**INSTRUCTIONS FOR THE TASK**
Only the pictures are left out: repeat the rest of the entries exactly.

**RECORDS TO PROCESS**
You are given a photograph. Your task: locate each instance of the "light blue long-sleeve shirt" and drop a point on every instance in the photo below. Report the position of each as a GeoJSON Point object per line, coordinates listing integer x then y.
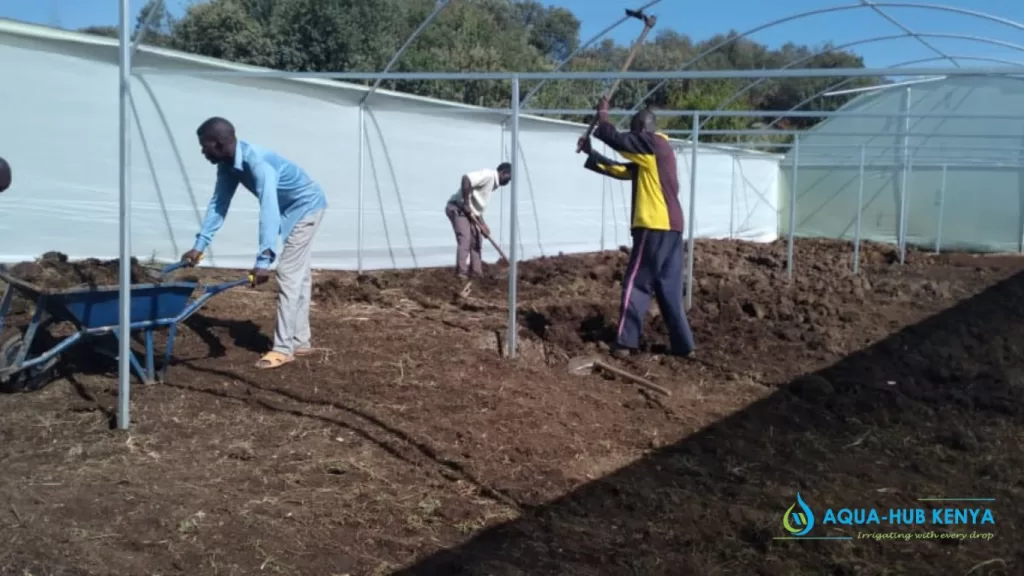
{"type": "Point", "coordinates": [285, 193]}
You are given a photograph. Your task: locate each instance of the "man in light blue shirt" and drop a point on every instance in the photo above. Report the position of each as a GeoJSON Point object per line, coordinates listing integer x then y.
{"type": "Point", "coordinates": [291, 206]}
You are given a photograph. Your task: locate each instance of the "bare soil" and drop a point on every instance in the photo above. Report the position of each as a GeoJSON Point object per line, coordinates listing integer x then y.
{"type": "Point", "coordinates": [408, 445]}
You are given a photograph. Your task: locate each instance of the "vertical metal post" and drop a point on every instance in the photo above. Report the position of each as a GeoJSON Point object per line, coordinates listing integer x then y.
{"type": "Point", "coordinates": [793, 206]}
{"type": "Point", "coordinates": [904, 168]}
{"type": "Point", "coordinates": [124, 288]}
{"type": "Point", "coordinates": [694, 138]}
{"type": "Point", "coordinates": [942, 200]}
{"type": "Point", "coordinates": [604, 205]}
{"type": "Point", "coordinates": [513, 219]}
{"type": "Point", "coordinates": [501, 212]}
{"type": "Point", "coordinates": [732, 199]}
{"type": "Point", "coordinates": [860, 210]}
{"type": "Point", "coordinates": [358, 203]}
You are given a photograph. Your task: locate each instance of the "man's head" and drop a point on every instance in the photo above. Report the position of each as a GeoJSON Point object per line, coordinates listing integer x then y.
{"type": "Point", "coordinates": [504, 173]}
{"type": "Point", "coordinates": [216, 138]}
{"type": "Point", "coordinates": [643, 121]}
{"type": "Point", "coordinates": [4, 174]}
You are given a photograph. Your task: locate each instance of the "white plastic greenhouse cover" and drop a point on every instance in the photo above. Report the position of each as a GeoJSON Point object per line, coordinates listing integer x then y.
{"type": "Point", "coordinates": [59, 120]}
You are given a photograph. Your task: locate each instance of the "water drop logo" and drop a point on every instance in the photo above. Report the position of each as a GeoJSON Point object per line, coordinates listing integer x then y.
{"type": "Point", "coordinates": [799, 523]}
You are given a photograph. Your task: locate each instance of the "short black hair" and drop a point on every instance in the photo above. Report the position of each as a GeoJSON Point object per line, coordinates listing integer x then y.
{"type": "Point", "coordinates": [4, 174]}
{"type": "Point", "coordinates": [215, 125]}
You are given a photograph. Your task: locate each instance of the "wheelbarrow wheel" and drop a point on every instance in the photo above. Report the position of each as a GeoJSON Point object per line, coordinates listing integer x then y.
{"type": "Point", "coordinates": [30, 379]}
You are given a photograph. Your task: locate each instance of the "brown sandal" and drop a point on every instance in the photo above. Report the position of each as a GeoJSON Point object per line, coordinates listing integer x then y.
{"type": "Point", "coordinates": [273, 360]}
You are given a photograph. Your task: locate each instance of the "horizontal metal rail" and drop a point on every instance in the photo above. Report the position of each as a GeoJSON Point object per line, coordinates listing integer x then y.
{"type": "Point", "coordinates": [246, 72]}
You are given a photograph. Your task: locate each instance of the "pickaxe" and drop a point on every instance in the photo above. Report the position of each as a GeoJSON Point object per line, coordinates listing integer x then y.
{"type": "Point", "coordinates": [648, 23]}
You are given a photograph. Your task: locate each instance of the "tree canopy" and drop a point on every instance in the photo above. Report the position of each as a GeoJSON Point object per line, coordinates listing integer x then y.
{"type": "Point", "coordinates": [495, 36]}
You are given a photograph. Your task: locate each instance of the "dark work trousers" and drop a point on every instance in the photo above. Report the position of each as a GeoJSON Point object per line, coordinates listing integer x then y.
{"type": "Point", "coordinates": [468, 243]}
{"type": "Point", "coordinates": [655, 269]}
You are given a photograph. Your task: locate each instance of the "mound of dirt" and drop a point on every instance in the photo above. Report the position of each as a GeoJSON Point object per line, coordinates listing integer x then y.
{"type": "Point", "coordinates": [54, 272]}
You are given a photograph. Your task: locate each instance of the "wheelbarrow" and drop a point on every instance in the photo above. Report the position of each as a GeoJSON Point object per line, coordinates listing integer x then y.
{"type": "Point", "coordinates": [94, 313]}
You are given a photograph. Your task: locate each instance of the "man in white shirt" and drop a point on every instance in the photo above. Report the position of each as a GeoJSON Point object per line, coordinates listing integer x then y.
{"type": "Point", "coordinates": [465, 210]}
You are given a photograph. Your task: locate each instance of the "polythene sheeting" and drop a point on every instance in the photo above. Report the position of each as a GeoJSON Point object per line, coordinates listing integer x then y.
{"type": "Point", "coordinates": [60, 128]}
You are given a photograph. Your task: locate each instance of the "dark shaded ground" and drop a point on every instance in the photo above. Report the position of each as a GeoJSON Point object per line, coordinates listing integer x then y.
{"type": "Point", "coordinates": [408, 435]}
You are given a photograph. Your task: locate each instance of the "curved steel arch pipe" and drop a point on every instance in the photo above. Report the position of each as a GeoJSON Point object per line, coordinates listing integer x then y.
{"type": "Point", "coordinates": [980, 39]}
{"type": "Point", "coordinates": [438, 7]}
{"type": "Point", "coordinates": [801, 15]}
{"type": "Point", "coordinates": [842, 83]}
{"type": "Point", "coordinates": [584, 46]}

**FINISHED EXERCISE**
You are given a photograph. Your task: locate each instance of the "light blue long-sleeve shirt" and drop a point on every instance in the photo below. Report the position of each as a GeoJSON Point object per line, coordinates listing integer x then y.
{"type": "Point", "coordinates": [285, 193]}
You are given a photograph. Your task: locate each instance of the "man in light blue shirt" and drop a point on every instance in the photo above. Report the position of each as a GeoJSON Point object per line, coordinates listing integer x then y.
{"type": "Point", "coordinates": [291, 206]}
You are given a photograph. Your task: locate each instance of the "bare soil" and drop a point on every instance in the photo above. Report the position of each as a GeoJSON Point object per line, coordinates listing integer x then y.
{"type": "Point", "coordinates": [408, 445]}
You are given a photograph. Your task: locate each instance of the "vertical metal post" and drop a point on every instance in the photo above. Report the position of each as a GeoJSON Point object per line, coordinates listing integer x then y.
{"type": "Point", "coordinates": [793, 206]}
{"type": "Point", "coordinates": [904, 168]}
{"type": "Point", "coordinates": [124, 288]}
{"type": "Point", "coordinates": [694, 138]}
{"type": "Point", "coordinates": [942, 200]}
{"type": "Point", "coordinates": [604, 205]}
{"type": "Point", "coordinates": [513, 219]}
{"type": "Point", "coordinates": [501, 212]}
{"type": "Point", "coordinates": [732, 199]}
{"type": "Point", "coordinates": [860, 210]}
{"type": "Point", "coordinates": [358, 203]}
You are given a photograph. Your task: locate each instance of the "man's head" and drop a point on every instance in the photo above. Report the position of each as a GeoJSON Point object per line, coordinates listing integer x then y.
{"type": "Point", "coordinates": [504, 173]}
{"type": "Point", "coordinates": [216, 138]}
{"type": "Point", "coordinates": [643, 121]}
{"type": "Point", "coordinates": [4, 174]}
You are given a photograph. Your task: locate each instance of the "white plastic greenhouse cover" and drop a point on every instance in the photo above. Report the position of each as a GeoJSON Point object per line, coordinates listing integer x then y.
{"type": "Point", "coordinates": [59, 120]}
You are given a photograph. Your task: locate each instance of the "water drop logo" and drop a point on every instance in the photo above. Report the position of each as a GeoJSON Point object per line, coordinates listing integer x then y.
{"type": "Point", "coordinates": [799, 523]}
You are given a photograph. Your task: locate each instance of the "short black hair" and drop a point on every instance in the photo above. Report the position of each as a GeoJSON Point object per line, coordinates listing integer x then y.
{"type": "Point", "coordinates": [4, 174]}
{"type": "Point", "coordinates": [215, 125]}
You are given a photograph. Your task: locate each instance of the "wheelbarrow wheel" and drop a point on every instance in the photo above. Report the position of each as a GeoJSON Point object per line, coordinates listing integer x then y.
{"type": "Point", "coordinates": [30, 379]}
You are given a photograph. Your task: locate each instance of the "brown sandal" and drop a point on every instance in the photo above. Report the position of each as a GeoJSON Point object per line, coordinates listing integer x then y.
{"type": "Point", "coordinates": [273, 360]}
You are given a photograph. Your task: locate each instance of the "horizontal metal rail" and drop a point on every instance in the photo above. Report the position of each as a GeoJSON Point object per line, coordinates listing integer x then y.
{"type": "Point", "coordinates": [246, 72]}
You are given a photograph. Your task: locate each instance of the "pickaxe" and drop a point on every instance in the photo above. Report the position of each as a GeoJSON Point object per line, coordinates listing integer x then y.
{"type": "Point", "coordinates": [648, 23]}
You are given a photograph. Your task: locate each instance of the "tree canopy" and drop a point on every instance in the photo above. Report the position of each as a GeoJSON Point object per line, coordinates listing integer x then y.
{"type": "Point", "coordinates": [495, 36]}
You are given a photograph. Your task: locate each instance of the "dark work trousers" and drop a point on every instance in the photo above. Report the position of each as a GeoJSON Point object per line, coordinates listing integer x then y.
{"type": "Point", "coordinates": [468, 243]}
{"type": "Point", "coordinates": [655, 269]}
You are given a photograph. Your task: locate each instance of the "mound of dirt" and drop a point on every instance in the photo above. Report the position of each as a GeoJSON Point object per line, coordinates listing integer x then y.
{"type": "Point", "coordinates": [54, 272]}
You are given a photograph. Your task: locate each instance of the "wheelbarrow" and drop a point on every instance in the photo above. Report the position of each as a GeoJSON Point object per line, coordinates listing integer x then y.
{"type": "Point", "coordinates": [94, 313]}
You are given a photograph. Your task: locate each instance of the "man in white shirt" and drop a point on every instance in the photo above. Report the position of each as a GeoJSON Point object per line, coordinates listing integer x then y.
{"type": "Point", "coordinates": [465, 210]}
You are given a photograph. Your task: locate each instance of the "polythene sheeting" and drop a point on every instance in the photo above. Report the position of each as a GeoJSON Point object per line, coordinates listing integer x then y.
{"type": "Point", "coordinates": [60, 128]}
You are given a photograph. Your task: locate each instance of the "dark shaded ground" and drop a point on every instance in the photo above. Report the position of each as a GeoJSON Point object per line, coordinates listing integer x then y.
{"type": "Point", "coordinates": [408, 435]}
You are given a photograph. Your task: locate each instance of the "curved steel arch pipe" and drop a point on every instance in the photo above. Report the position of each as a GeoJSON Point object per line, coordinates listing integer x then y.
{"type": "Point", "coordinates": [980, 39]}
{"type": "Point", "coordinates": [438, 7]}
{"type": "Point", "coordinates": [801, 15]}
{"type": "Point", "coordinates": [842, 83]}
{"type": "Point", "coordinates": [584, 46]}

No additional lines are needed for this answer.